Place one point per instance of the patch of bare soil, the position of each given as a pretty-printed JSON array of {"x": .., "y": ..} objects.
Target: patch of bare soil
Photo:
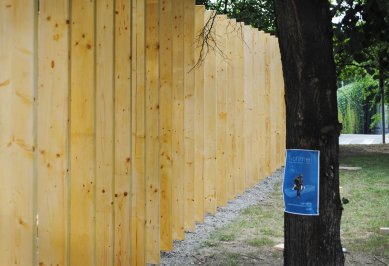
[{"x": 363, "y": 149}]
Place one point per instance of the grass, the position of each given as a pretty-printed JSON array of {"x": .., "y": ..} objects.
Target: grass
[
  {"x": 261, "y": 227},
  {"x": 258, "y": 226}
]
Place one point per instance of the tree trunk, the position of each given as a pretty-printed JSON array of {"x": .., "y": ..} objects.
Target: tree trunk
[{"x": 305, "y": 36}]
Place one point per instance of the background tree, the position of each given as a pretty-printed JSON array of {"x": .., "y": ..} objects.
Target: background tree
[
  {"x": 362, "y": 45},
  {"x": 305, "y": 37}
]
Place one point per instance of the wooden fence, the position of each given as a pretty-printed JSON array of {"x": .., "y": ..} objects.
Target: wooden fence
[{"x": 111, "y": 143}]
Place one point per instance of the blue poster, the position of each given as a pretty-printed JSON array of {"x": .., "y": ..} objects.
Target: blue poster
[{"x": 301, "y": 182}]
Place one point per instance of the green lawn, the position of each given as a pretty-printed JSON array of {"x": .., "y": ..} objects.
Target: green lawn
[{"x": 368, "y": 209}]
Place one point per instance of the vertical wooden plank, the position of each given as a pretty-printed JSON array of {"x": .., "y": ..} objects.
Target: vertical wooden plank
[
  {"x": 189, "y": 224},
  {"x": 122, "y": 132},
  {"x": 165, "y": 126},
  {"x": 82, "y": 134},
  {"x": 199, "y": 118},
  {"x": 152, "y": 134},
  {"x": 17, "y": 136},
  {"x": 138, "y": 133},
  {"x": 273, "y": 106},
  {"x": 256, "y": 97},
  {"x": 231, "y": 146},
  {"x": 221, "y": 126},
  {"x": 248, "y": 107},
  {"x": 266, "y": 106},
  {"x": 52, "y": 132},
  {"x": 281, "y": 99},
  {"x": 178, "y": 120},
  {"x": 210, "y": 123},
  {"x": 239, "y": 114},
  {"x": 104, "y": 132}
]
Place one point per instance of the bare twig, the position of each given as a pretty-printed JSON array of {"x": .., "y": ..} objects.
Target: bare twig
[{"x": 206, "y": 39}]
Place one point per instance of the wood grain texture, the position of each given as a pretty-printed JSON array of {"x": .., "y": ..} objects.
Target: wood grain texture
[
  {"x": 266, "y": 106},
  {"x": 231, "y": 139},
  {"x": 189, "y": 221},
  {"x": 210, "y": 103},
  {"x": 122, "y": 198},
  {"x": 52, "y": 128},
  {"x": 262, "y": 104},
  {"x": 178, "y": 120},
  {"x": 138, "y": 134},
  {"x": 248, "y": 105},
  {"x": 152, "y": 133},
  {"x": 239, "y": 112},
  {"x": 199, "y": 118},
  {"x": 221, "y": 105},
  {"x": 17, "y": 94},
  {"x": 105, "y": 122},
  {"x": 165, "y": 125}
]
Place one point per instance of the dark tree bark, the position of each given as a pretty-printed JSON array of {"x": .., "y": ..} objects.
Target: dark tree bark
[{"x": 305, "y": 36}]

_WORK TO BE COMPLETED_
Repeat every entry exactly, but leave out the pictures.

_SOLUTION_
Place one point per instance of the patch of bare soil, the position of each given as a pretty-printed JSON array of {"x": .., "y": ..} objects.
Target: patch of bare soil
Photo:
[{"x": 363, "y": 149}]
Place one point per instance of the grass, the position of each given as a pretty-printed JSON array of {"x": .., "y": ..} objects.
Target: grass
[
  {"x": 261, "y": 227},
  {"x": 258, "y": 226}
]
Place one point per instance of the tree trunk, the position of each given as a pretty-printed JSON array of {"x": .., "y": ..} objects.
Target: tree trunk
[{"x": 305, "y": 36}]
Place one point per instance of the background tree, the position of each given as a pretty-printed JSON array of {"x": .., "y": ..} objects.
Target: background tree
[
  {"x": 362, "y": 45},
  {"x": 305, "y": 37}
]
Place one point per instance of the wooden fence, the position of each given as a pretty-printed JSON array of {"x": .., "y": ..} objects.
Target: wooden fence
[{"x": 111, "y": 143}]
Place one point per instance of the blue poster, the position of each given as a pretty-printed JSON array of {"x": .., "y": ..} objects.
Target: blue poster
[{"x": 301, "y": 182}]
Place one point per instance of the green lawn, the position of each given as a pretty-printed JSON array of {"x": .., "y": ..} objects.
Target: green lawn
[{"x": 368, "y": 209}]
Place one point per instance of the vertical wooden plank, the position of each given as a pretty-printed JSON array of {"x": .., "y": ..} objects.
Target: vertical wooden plank
[
  {"x": 189, "y": 224},
  {"x": 122, "y": 132},
  {"x": 165, "y": 126},
  {"x": 82, "y": 134},
  {"x": 199, "y": 118},
  {"x": 152, "y": 134},
  {"x": 17, "y": 136},
  {"x": 138, "y": 133},
  {"x": 273, "y": 106},
  {"x": 256, "y": 97},
  {"x": 231, "y": 146},
  {"x": 221, "y": 126},
  {"x": 248, "y": 107},
  {"x": 266, "y": 106},
  {"x": 52, "y": 132},
  {"x": 281, "y": 99},
  {"x": 178, "y": 120},
  {"x": 210, "y": 123},
  {"x": 239, "y": 114},
  {"x": 104, "y": 132}
]
Place one point per instance of the bare twig, the position of each given as a pretty-printed JSON array of {"x": .., "y": ..} objects.
Target: bare twig
[{"x": 206, "y": 39}]
Place one point per instance of the wood grain texture, the position of each given as a pretty-printed JSON array of {"x": .., "y": ..} objects.
Target: wood grain texture
[
  {"x": 266, "y": 106},
  {"x": 231, "y": 139},
  {"x": 189, "y": 221},
  {"x": 210, "y": 103},
  {"x": 122, "y": 198},
  {"x": 52, "y": 128},
  {"x": 262, "y": 104},
  {"x": 178, "y": 120},
  {"x": 138, "y": 134},
  {"x": 248, "y": 105},
  {"x": 152, "y": 133},
  {"x": 239, "y": 112},
  {"x": 199, "y": 118},
  {"x": 221, "y": 105},
  {"x": 17, "y": 94},
  {"x": 105, "y": 122},
  {"x": 165, "y": 125}
]
Place one point per instance of the dark tree bark, the position of each given as a pretty-printed JSON array of {"x": .., "y": ..} objects.
Target: dark tree bark
[{"x": 305, "y": 36}]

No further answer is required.